*TO DO*. Set out every line of the items below as a Markdown table with the columns Row and Line, numbering each row and skipping blank lines. Leave the pictures out of the table.

-- Start --

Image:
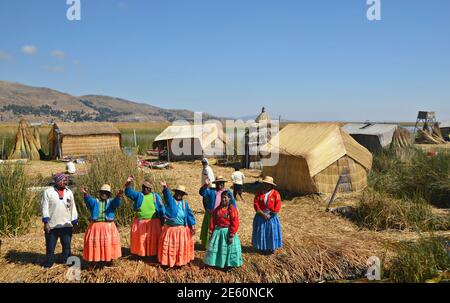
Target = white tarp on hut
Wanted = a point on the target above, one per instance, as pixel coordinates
(371, 136)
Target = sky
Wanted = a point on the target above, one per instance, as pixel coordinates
(306, 60)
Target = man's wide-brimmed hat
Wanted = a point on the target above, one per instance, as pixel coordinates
(106, 188)
(59, 177)
(147, 184)
(220, 179)
(268, 180)
(182, 189)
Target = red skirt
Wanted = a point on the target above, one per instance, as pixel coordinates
(176, 246)
(102, 242)
(145, 237)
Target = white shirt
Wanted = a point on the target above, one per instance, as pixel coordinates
(207, 173)
(238, 177)
(70, 167)
(61, 213)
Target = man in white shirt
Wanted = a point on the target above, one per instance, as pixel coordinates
(70, 168)
(59, 214)
(207, 173)
(238, 183)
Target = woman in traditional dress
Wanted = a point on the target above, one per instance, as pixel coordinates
(212, 198)
(176, 246)
(224, 249)
(102, 240)
(146, 227)
(266, 235)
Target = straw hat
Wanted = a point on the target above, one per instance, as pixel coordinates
(182, 189)
(105, 187)
(147, 184)
(268, 180)
(220, 179)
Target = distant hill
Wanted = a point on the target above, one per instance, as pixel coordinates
(42, 104)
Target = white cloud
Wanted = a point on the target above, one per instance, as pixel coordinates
(58, 54)
(29, 49)
(5, 56)
(53, 68)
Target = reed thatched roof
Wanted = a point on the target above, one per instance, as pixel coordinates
(86, 128)
(206, 133)
(263, 116)
(320, 144)
(444, 124)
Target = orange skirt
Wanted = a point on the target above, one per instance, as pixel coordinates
(176, 246)
(101, 242)
(145, 237)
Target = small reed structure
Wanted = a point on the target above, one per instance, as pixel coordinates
(82, 139)
(313, 156)
(27, 144)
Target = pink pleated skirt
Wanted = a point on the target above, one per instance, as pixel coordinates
(176, 246)
(145, 236)
(102, 242)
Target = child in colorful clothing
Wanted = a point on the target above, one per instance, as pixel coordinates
(266, 235)
(212, 198)
(102, 240)
(146, 227)
(176, 246)
(224, 249)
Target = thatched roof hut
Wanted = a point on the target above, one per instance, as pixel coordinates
(372, 136)
(82, 139)
(445, 130)
(191, 142)
(313, 156)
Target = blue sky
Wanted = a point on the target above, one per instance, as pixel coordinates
(303, 59)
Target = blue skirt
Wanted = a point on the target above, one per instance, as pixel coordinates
(220, 253)
(266, 234)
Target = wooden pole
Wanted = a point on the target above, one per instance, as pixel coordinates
(168, 151)
(334, 193)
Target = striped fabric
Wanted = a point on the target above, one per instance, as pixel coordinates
(101, 214)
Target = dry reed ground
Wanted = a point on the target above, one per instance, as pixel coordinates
(317, 246)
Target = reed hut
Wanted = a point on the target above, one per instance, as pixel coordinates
(191, 142)
(82, 139)
(445, 130)
(374, 137)
(27, 144)
(256, 136)
(313, 156)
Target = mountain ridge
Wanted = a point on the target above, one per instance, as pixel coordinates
(43, 104)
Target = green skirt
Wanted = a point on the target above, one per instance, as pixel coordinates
(220, 253)
(204, 234)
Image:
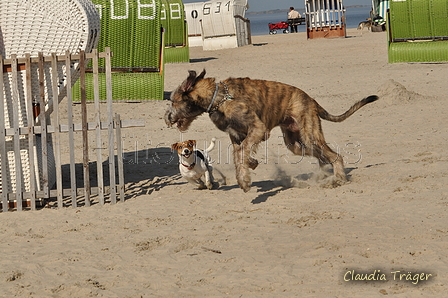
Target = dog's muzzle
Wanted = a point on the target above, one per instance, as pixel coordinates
(186, 153)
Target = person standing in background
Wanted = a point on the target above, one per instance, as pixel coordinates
(292, 19)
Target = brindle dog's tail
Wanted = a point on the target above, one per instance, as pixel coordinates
(327, 116)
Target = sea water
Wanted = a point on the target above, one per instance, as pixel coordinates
(259, 23)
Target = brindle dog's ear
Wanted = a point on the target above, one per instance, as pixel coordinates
(188, 84)
(201, 76)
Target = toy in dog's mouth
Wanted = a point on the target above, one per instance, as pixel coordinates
(181, 124)
(186, 155)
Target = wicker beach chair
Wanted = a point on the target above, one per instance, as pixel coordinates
(47, 26)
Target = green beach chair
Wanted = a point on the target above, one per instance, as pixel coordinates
(133, 31)
(418, 31)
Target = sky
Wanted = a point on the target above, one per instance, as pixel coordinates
(261, 5)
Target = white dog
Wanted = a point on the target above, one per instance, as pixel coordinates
(193, 163)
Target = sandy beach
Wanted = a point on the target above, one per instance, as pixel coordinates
(291, 235)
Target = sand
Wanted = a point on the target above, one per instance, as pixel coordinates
(292, 234)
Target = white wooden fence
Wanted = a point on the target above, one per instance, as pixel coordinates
(27, 182)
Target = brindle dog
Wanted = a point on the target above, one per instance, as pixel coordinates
(249, 109)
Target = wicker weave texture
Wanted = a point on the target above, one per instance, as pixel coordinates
(47, 26)
(125, 86)
(418, 19)
(131, 29)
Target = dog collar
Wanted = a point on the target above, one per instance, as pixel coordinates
(213, 98)
(190, 167)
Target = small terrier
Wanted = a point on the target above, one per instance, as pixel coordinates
(193, 163)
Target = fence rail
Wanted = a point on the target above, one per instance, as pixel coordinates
(34, 129)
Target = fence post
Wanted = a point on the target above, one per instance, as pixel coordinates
(96, 96)
(57, 147)
(3, 154)
(31, 137)
(43, 124)
(113, 192)
(71, 135)
(17, 156)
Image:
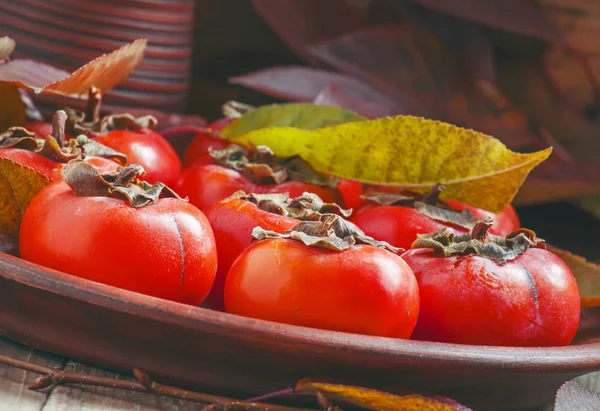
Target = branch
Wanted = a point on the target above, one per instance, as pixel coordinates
(52, 377)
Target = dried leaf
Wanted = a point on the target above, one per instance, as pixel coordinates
(377, 400)
(105, 72)
(334, 95)
(304, 84)
(330, 231)
(312, 21)
(7, 46)
(124, 184)
(572, 396)
(18, 186)
(415, 69)
(516, 16)
(305, 116)
(586, 273)
(590, 205)
(410, 152)
(12, 108)
(478, 242)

-- End --

*EXPECTED ANSWER*.
| Row | Line |
|---|---|
| 1 | Image: |
| 2 | Target = white tarp on hut |
| 3 | Wanted = a point on the target above, one per instance, as pixel coordinates |
| 4 | (371, 136) |
| 5 | Target = sky |
| 6 | Wanted = a point on the target above, one per instance, as pixel coordinates |
| 7 | (306, 60) |
| 8 | Target = man's wide-brimmed hat |
| 9 | Wanted = a point on the target above, one per instance, as pixel coordinates |
| 10 | (106, 188) |
| 11 | (59, 177) |
| 12 | (147, 184) |
| 13 | (220, 179) |
| 14 | (268, 180) |
| 15 | (182, 189) |
| 16 | Target = red skirt |
| 17 | Wanted = a point on the target above, one per instance, as pixel coordinates |
| 18 | (176, 246) |
| 19 | (102, 242) |
| 20 | (145, 237) |
| 21 | Target = white shirt |
| 22 | Wanted = a point on the target above, one per instance, as pixel coordinates |
| 23 | (207, 173) |
| 24 | (238, 177) |
| 25 | (70, 167) |
| 26 | (61, 213) |
| 27 | Target = man in white shirt |
| 28 | Wanted = a point on the target above, one per instance, as pixel coordinates |
| 29 | (70, 168) |
| 30 | (59, 214) |
| 31 | (207, 173) |
| 32 | (238, 183) |
| 33 | Target = woman in traditional dress |
| 34 | Wanted = a point on the target above, one per instance, as pixel coordinates |
| 35 | (212, 198) |
| 36 | (176, 246) |
| 37 | (224, 249) |
| 38 | (102, 240) |
| 39 | (146, 227) |
| 40 | (266, 235) |
| 41 | Target = straw hat |
| 42 | Wanted = a point on the target above, one per instance, as pixel coordinates |
| 43 | (182, 189) |
| 44 | (105, 187) |
| 45 | (147, 184) |
| 46 | (268, 180) |
| 47 | (220, 179) |
| 48 | Target = distant hill |
| 49 | Wanted = a point on the target above, one per instance, as pixel coordinates |
| 50 | (42, 104) |
| 51 | Target = white cloud |
| 52 | Wanted = a point on the target above, one per instance, as pixel coordinates |
| 53 | (58, 54) |
| 54 | (29, 49) |
| 55 | (5, 56) |
| 56 | (53, 68) |
| 57 | Target = reed thatched roof |
| 58 | Wanted = a point on the target above, one per instance, as pixel coordinates |
| 59 | (86, 128) |
| 60 | (206, 133) |
| 61 | (263, 116) |
| 62 | (320, 144) |
| 63 | (444, 124) |
| 64 | Target = orange skirt |
| 65 | Wanted = a point on the target above, one per instance, as pixel coordinates |
| 66 | (176, 246) |
| 67 | (101, 242) |
| 68 | (145, 237) |
| 69 | Target = small reed structure |
| 70 | Wanted = a point on the target above, one per instance, as pixel coordinates |
| 71 | (82, 139) |
| 72 | (313, 156) |
| 73 | (27, 144) |
| 74 | Target = pink pleated skirt |
| 75 | Wanted = a point on the target above, one per instance, as pixel coordinates |
| 76 | (176, 246) |
| 77 | (145, 236) |
| 78 | (102, 242) |
| 79 | Target = child in colorful clothing |
| 80 | Wanted = a point on the target above, one per instance, as pixel coordinates |
| 81 | (266, 235) |
| 82 | (212, 198) |
| 83 | (102, 240) |
| 84 | (146, 227) |
| 85 | (176, 246) |
| 86 | (224, 249) |
| 87 | Target = thatched roof hut |
| 88 | Wanted = a point on the target above, one per instance, as pixel coordinates |
| 89 | (372, 136) |
| 90 | (82, 139) |
| 91 | (445, 130) |
| 92 | (191, 142) |
| 93 | (313, 156) |
| 94 | Target = blue sky |
| 95 | Wanted = a point on the target above, one per instance, as pixel coordinates |
| 96 | (303, 59) |
| 97 | Target = blue skirt |
| 98 | Wanted = a point on the target above, one per instance, as pixel coordinates |
| 99 | (220, 253) |
| 100 | (266, 234) |
| 101 | Target = wooden pole |
| 102 | Wanted = a point on the target above, one per instance, as pixel coordinates |
| 103 | (168, 151) |
| 104 | (334, 193) |
| 105 | Target = striped fabric |
| 106 | Wanted = a point on the target above, one per instance, as pixel coordinates |
| 107 | (101, 214) |
| 108 | Target = dry reed ground |
| 109 | Wanted = a point on the target above, one per instance, as pixel coordinates |
| 110 | (317, 246) |
| 111 | Target = reed hut |
| 112 | Wanted = a point on the target above, one per instance, as pixel coordinates |
| 113 | (191, 142) |
| 114 | (82, 139) |
| 115 | (445, 130) |
| 116 | (374, 137) |
| 117 | (27, 144) |
| 118 | (256, 136) |
| 119 | (313, 156) |
| 120 | Target = mountain ridge |
| 121 | Wanted = a point on the target above, one per instance, as pixel coordinates |
| 122 | (43, 104) |
| 123 | Target = green skirt |
| 124 | Wanted = a point on the target above, one per instance, as pixel coordinates |
| 125 | (220, 253) |
| 126 | (204, 234) |
| 127 | Image: |
| 128 | Target = dog's muzzle |
| 129 | Wanted = a point on the target above, one per instance, as pixel coordinates |
| 130 | (186, 153) |
| 131 | Target = person standing in background |
| 132 | Wanted = a point on the target above, one per instance, as pixel coordinates |
| 133 | (292, 19) |
| 134 | Target = brindle dog's tail |
| 135 | Wanted = a point on the target above, one per instance, as pixel coordinates |
| 136 | (327, 116) |
| 137 | Target = sea water |
| 138 | Wanted = a point on the target above, one per instance, as pixel coordinates |
| 139 | (259, 23) |
| 140 | Target = brindle dog's ear |
| 141 | Wanted = a point on the target above, one per instance, as pixel coordinates |
| 142 | (188, 84) |
| 143 | (201, 76) |
| 144 | Target = toy in dog's mouth |
| 145 | Wanted = a point on the target above, one per instance, as pixel coordinates |
| 146 | (181, 124) |
| 147 | (186, 155) |
| 148 | Target = wicker beach chair |
| 149 | Wanted = a point on the target above, one per instance, as pixel coordinates |
| 150 | (47, 26) |
| 151 | Target = green beach chair |
| 152 | Wanted = a point on the target above, one per instance, as pixel coordinates |
| 153 | (133, 31) |
| 154 | (418, 31) |
| 155 | Target = sky |
| 156 | Wanted = a point on the target above, one per instance, as pixel coordinates |
| 157 | (261, 5) |
| 158 | Target = white dog |
| 159 | Wanted = a point on the target above, one per instance, as pixel coordinates |
| 160 | (193, 163) |
| 161 | Target = sandy beach |
| 162 | Wanted = a point on the target above, one per instance, as pixel coordinates |
| 163 | (291, 235) |
| 164 | Target = sand |
| 165 | Wanted = a point on the target above, one per instance, as pixel coordinates |
| 166 | (292, 234) |
| 167 | Target = white wooden fence |
| 168 | Wanted = a point on the target above, one per instance, as pixel coordinates |
| 169 | (27, 182) |
| 170 | Target = brindle dog |
| 171 | Wanted = a point on the target above, one per instance, as pixel coordinates |
| 172 | (249, 109) |
| 173 | Target = wicker weave texture |
| 174 | Wanted = a point on the target above, one per instance, as pixel coordinates |
| 175 | (47, 26) |
| 176 | (125, 86) |
| 177 | (418, 19) |
| 178 | (131, 29) |
| 179 | Target = dog collar |
| 180 | Wanted = a point on the target above, one per instance, as pixel coordinates |
| 181 | (213, 98) |
| 182 | (190, 167) |
| 183 | Target = small terrier |
| 184 | Wanted = a point on the target above, one per instance, as pixel coordinates |
| 185 | (193, 163) |
| 186 | Target = fence rail |
| 187 | Wanted = a point on the target above, one per instance, as pixel coordinates |
| 188 | (34, 129) |
| 189 | Target = fence post |
| 190 | Wanted = a point on the target above, one per instance, as pixel coordinates |
| 191 | (96, 96) |
| 192 | (57, 147) |
| 193 | (3, 154) |
| 194 | (31, 137) |
| 195 | (43, 124) |
| 196 | (113, 192) |
| 197 | (71, 135) |
| 198 | (17, 156) |
| 199 | Image: |
| 200 | Target = branch |
| 201 | Wanted = a point on the target above, one per instance, as pixel coordinates |
| 202 | (52, 377) |
| 203 | Target = dried leaf |
| 204 | Wanted = a point on the target above, one per instance, as pixel coordinates |
| 205 | (377, 400) |
| 206 | (105, 72) |
| 207 | (334, 95) |
| 208 | (304, 84) |
| 209 | (330, 231) |
| 210 | (312, 21) |
| 211 | (7, 46) |
| 212 | (124, 184) |
| 213 | (572, 396) |
| 214 | (18, 186) |
| 215 | (415, 69) |
| 216 | (516, 16) |
| 217 | (305, 116) |
| 218 | (586, 273) |
| 219 | (590, 205) |
| 220 | (410, 152) |
| 221 | (12, 108) |
| 222 | (478, 242) |